Excerpt provided Block Start

When Marty Cordova attended the Southern Nevada Sports Hall of Fame induction ceremonies in 2013 to watch his good friend Dana White be enshrined, White said to Cordova, “Dude, you need to be in this.”

On Friday, the former Bishop Gorman baseball standout who went on to play nine major league seasons joins White in the hall as part of the Class of 2016 at Orleans Arena. Cordova joins Frank Mir, Sig Rogich and the 1998 UNLV national champion men’s golf team as this year’s inductees.

“I’m not a big individual awards kind of guy,” Cordova, 46, said. “But growing up here and going in with all the greats from all the sports, it’s very humbling.”

Cordova’s baseball career nearly ended before it ever got going. He had starred at third base at Gorman and he was selected by the San Diego Padres in the eighth round of the 1987 MLB Draft. But he was leaning toward a career in sports medicine and was going to go to college.

He briefly attended UNLV in the fall of 1987. Fred Dallimore, who was UNLV’s coach then, worked with Cordova and helped him get his confidence back. He was struggling to make the throw across the diamond from third base to first and was ready to give up playing.

“I had a case of the Steve Sax’s,” he said, referring to the former major league infielder who had the yips in trying to make an accurate throw to first base. “I had made up my mind to quit, but Mike Mayne, the coach at Orange Coast College, convinced me to give it another shot.”

The Minnesota Twins selected Cordova in the 10th round of the 1989 draft. He finally made it to the majors in 1995, and hit .277 with 24 home runs and 85 RBIs. He was selected as the American League’s Rookie of the Year, and it appeared that Cordova, now an outfielder, was on his way.

With All-Star teammate Kirby Puckett serving as his mentor and friend, Cordova followed up his rookie season by hitting a career-best .309 with 111 RBIs, 97 runs and 46 doubles. But Cordova had a severe case of plantar fasciitis that was so bad he couldn’t run. He would recover, but he was never the same. He would later have Tommy John surgery on his elbow and had back issues late in his career.

“It was frustrating,” he said of the rash of injuries. “But I was never one to complain, ‘Why me?’ I always appreciated everything baseball gave me.”

Cordova’s nine-year run in the majors ended in 2003 with the Baltimore Orioles.

“Baseball was very good to me,” Cordova said. “The thing I did miss was being at the ballpark, being around the guys, that sense of family you got when you stepped on the field together. But I’m very proud of my career.”

He should be. In 952 games over nine seasons, Cordova had a .274 batting average with 122 home runs and 540 RBIs. He also invested his money wisely, first in real estate, then in Bent Pixels, his software platform company. It oversees digital rights for its clients, including Disney, Bell Media and Mattel, along with more than 20,000 individual YouTube accounts whose activation generates more than 500 million monthly views.

“Digital is the future for how we get our information,” Cordova said. “It’s an exciting and fun business to be part of, and things are going great.”

Cordova is fine not being around baseball on a regular basis. But Friday, he’ll enjoy revisiting his former life as a major leaguer at the hall of fame.

“It’s a great organization,” he said. “I’m very humbled to be honored and join so many great local sports figures.”

Excerpt provided Block End
Data extracts Block Start

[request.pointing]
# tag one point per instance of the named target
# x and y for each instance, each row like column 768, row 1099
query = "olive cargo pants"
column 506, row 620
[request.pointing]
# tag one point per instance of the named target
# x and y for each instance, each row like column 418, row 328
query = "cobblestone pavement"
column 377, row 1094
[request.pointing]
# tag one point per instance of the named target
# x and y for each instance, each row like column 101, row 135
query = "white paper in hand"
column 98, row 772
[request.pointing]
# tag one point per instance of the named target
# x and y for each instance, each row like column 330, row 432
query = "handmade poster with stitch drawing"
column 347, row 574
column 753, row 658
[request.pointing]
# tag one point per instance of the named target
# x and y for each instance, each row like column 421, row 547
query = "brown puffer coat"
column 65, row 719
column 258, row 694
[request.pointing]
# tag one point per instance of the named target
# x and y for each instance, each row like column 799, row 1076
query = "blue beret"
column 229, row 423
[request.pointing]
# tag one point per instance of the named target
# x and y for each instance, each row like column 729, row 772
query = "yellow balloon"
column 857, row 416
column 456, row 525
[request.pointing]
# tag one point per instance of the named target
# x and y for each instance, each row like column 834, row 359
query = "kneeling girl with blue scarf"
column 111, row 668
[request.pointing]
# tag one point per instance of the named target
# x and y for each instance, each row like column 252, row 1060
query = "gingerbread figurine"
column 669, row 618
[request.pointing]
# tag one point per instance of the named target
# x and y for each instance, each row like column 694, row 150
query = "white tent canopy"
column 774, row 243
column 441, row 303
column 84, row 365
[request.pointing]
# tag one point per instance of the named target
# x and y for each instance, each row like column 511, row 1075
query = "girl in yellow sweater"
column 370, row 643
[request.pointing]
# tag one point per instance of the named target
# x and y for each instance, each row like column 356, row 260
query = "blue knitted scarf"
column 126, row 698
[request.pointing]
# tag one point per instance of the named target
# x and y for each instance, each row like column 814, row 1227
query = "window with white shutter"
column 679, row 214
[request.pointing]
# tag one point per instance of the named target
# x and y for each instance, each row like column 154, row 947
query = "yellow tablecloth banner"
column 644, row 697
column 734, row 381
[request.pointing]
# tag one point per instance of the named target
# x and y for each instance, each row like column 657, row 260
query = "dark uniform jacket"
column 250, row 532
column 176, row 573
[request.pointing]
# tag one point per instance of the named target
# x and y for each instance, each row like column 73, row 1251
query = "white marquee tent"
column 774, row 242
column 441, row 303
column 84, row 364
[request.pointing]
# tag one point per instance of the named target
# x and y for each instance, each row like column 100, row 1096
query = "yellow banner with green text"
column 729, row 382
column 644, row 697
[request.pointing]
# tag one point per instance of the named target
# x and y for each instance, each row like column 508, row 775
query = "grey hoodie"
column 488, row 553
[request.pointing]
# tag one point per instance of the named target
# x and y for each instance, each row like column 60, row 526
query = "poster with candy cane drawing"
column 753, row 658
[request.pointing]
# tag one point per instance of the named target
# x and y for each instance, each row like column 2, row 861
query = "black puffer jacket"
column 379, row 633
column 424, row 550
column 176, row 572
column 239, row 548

Data extracts Block End
Data extracts Block Start

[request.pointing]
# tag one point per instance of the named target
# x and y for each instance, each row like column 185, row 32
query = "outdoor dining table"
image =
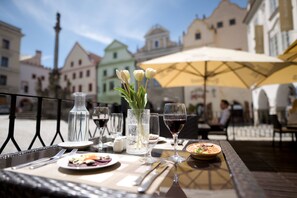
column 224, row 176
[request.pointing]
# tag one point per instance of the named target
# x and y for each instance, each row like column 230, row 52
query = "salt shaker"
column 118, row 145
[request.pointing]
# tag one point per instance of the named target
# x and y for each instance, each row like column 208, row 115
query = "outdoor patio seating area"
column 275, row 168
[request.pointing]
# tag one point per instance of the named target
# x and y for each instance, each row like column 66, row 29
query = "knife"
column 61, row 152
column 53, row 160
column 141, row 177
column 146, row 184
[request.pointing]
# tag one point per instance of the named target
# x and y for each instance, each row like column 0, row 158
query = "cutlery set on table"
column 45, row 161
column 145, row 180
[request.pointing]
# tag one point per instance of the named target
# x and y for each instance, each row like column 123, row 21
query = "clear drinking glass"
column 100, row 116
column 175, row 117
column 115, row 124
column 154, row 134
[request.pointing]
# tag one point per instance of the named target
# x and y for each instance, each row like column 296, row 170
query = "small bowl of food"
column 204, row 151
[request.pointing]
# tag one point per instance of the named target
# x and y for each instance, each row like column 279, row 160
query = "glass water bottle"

Data extracts Block End

→ Problem 1:
Answer these questions using the article about Marty Cordova.
(a) In which round of the 1987 MLB Draft did the San Diego Padres select Cordova?
(b) With which team did Cordova's major league run end in 2003?
(c) What is the name of Cordova's software platform company?
→ Problem 2:
Decide whether each statement agrees with the article about Marty Cordova.
(a) The Minnesota Twins picked Cordova in the 10th round of the 1989 draft.
(b) Cordova batted .309 in his rookie season.
(c) Frank Mir is one of this year's inductees.
→ Problem 3:
Copy the part of the article about Marty Cordova that opens with the words containing "The Minnesota Twins" and closes with "in his career.".

→ Written solution 1:
(a) The eighth round.
(b) The Baltimore Orioles.
(c) Bent Pixels.

→ Written solution 2:
(a) Yes: "The Minnesota Twins selected Cordova in the 10th round of the 1989 draft."
(b) No: "He finally made it to the majors in 1995, and hit .277 with 24 home runs and 85 RBIs."
(c) Yes: "Cordova joins Frank Mir, Sig Rogich and the 1998 UNLV national champion men’s golf team as this year’s inductees."

→ Written solution 3:
The Minnesota Twins selected Cordova in the 10th round of the 1989 draft. He finally made it to the majors in 1995, and hit .277 with 24 home runs and 85 RBIs. He was selected as the American League’s Rookie of the Year, and it appeared that Cordova, now an outfielder, was on his way.

With All-Star teammate Kirby Puckett serving as his mentor and friend, Cordova followed up his rookie season by hitting a career-best .309 with 111 RBIs, 97 runs and 46 doubles. But Cordova had a severe case of plantar fasciitis that was so bad he couldn’t run. He would recover, but he was never the same. He would later have Tommy John surgery on his elbow and had back issues late in his career.